Records for the task:
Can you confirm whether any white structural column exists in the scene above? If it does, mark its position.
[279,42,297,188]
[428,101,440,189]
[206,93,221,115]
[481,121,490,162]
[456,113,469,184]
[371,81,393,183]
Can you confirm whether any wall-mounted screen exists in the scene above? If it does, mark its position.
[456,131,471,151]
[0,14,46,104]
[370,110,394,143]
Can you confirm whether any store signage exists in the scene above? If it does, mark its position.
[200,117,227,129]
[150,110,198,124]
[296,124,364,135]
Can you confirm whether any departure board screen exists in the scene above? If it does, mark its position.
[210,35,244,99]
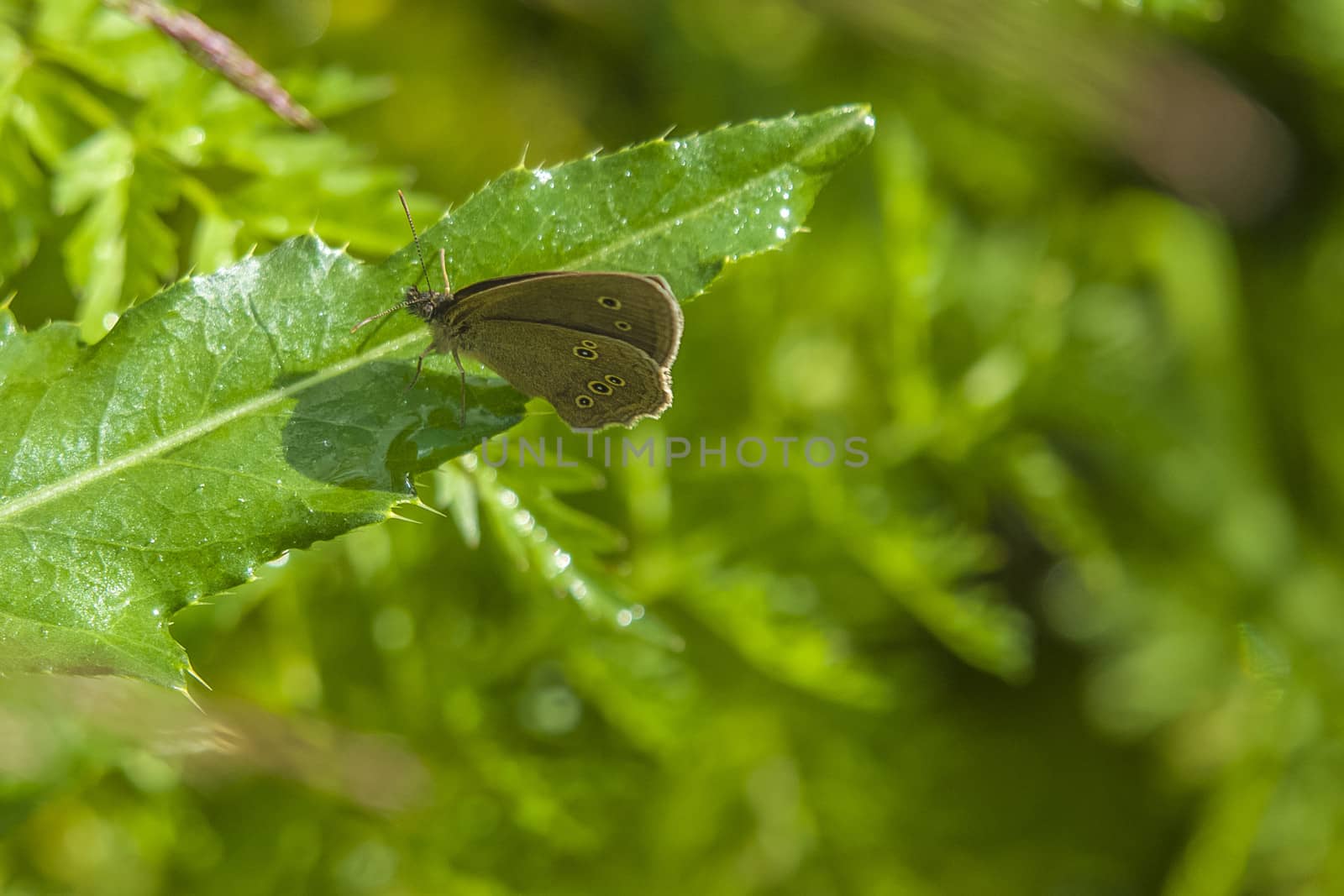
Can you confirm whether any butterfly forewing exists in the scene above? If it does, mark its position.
[445,271,681,368]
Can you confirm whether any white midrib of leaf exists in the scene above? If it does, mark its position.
[559,110,853,270]
[0,332,425,522]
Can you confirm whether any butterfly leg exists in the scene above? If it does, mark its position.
[453,348,466,427]
[406,345,434,392]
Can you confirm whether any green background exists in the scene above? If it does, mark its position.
[8,0,1344,896]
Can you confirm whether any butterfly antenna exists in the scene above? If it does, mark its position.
[396,190,434,289]
[349,300,412,333]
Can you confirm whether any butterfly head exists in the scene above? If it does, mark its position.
[406,286,453,321]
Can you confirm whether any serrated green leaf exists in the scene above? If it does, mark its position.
[0,107,872,686]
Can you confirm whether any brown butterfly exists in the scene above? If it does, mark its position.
[351,191,681,430]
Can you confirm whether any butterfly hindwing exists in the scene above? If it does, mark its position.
[459,317,672,428]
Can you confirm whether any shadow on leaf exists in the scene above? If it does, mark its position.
[277,361,527,495]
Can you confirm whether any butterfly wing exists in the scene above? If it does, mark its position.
[459,318,672,430]
[445,271,681,368]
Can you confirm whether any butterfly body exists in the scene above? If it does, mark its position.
[354,197,681,430]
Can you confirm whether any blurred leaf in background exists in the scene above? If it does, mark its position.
[8,0,1344,896]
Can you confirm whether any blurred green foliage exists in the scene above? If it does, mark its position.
[0,0,1344,896]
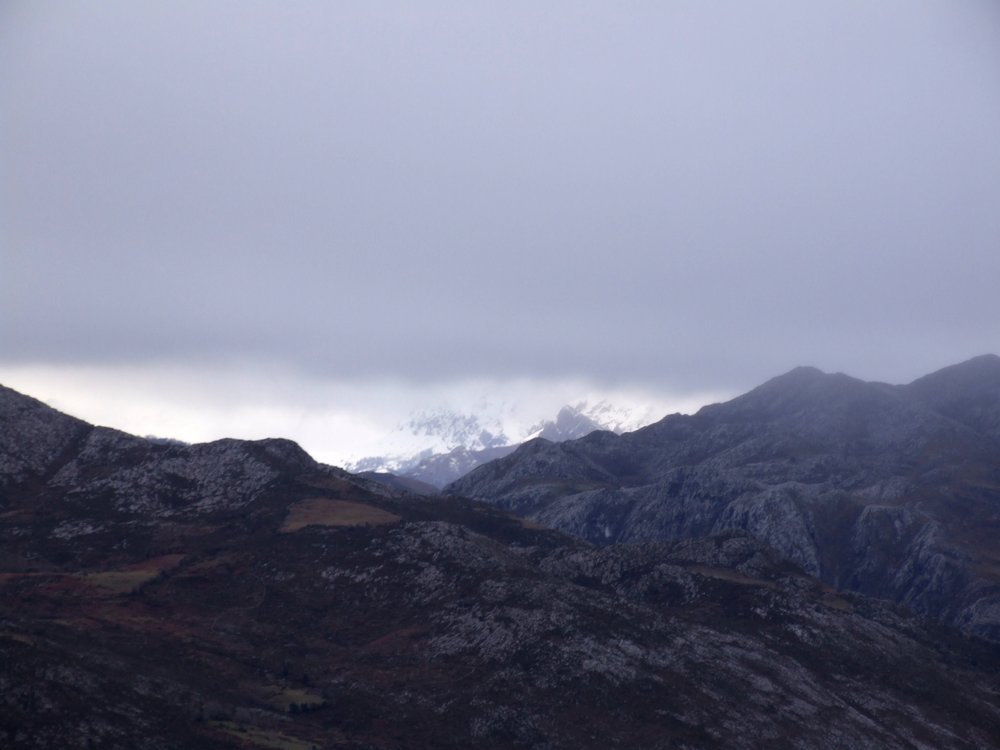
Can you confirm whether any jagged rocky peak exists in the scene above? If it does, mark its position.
[0,386,91,487]
[445,357,1000,640]
[532,406,607,442]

Exercise aim: Reproduce verbatim the rows from the line containing "Can you confirm whether any butterfly antenna" through the final row, inclusive, omitting the pictures.

Result of the exercise:
Can you confirm whether any butterfly antenna exists in the scene above? If it does, mark its position.
[396,190,434,289]
[349,300,412,333]
Can you confirm whether any butterfly head exists in the scene above? If it does, mark its position.
[406,286,453,321]
Can you confirm whether any serrated green leaf exists in the scene above? If it does, mark its position.
[0,107,872,686]
Can you confirm whether any brown butterfly exists in the scene above? If it does, mark its position.
[351,191,681,430]
Can you confirm whether any butterfly hindwing exists in the scene above? If it does, mark its position.
[459,317,672,428]
Can you confirm whether any shadow on leaf exists in the scene above? If it does, mark its position.
[277,361,527,495]
Can you confirm whether any butterfly wing exists in the scene above? If it does, mark its position.
[459,318,672,430]
[445,271,681,368]
Can you confirm whether any butterfly body exists in the scene above? If it does, mark its position.
[354,197,681,430]
Can you confirm whether any blurred leaf in background exists in the scene above? If it does, mark its position.
[8,0,1344,896]
Can you confirm whether any blurred green foliage exists in the scene above? If it does, mark its position.
[0,0,1344,896]
Can you confirm whether any jagged rocky peak exists in the scene above? If it does, mark its position.
[0,386,91,487]
[445,357,1000,640]
[532,406,607,442]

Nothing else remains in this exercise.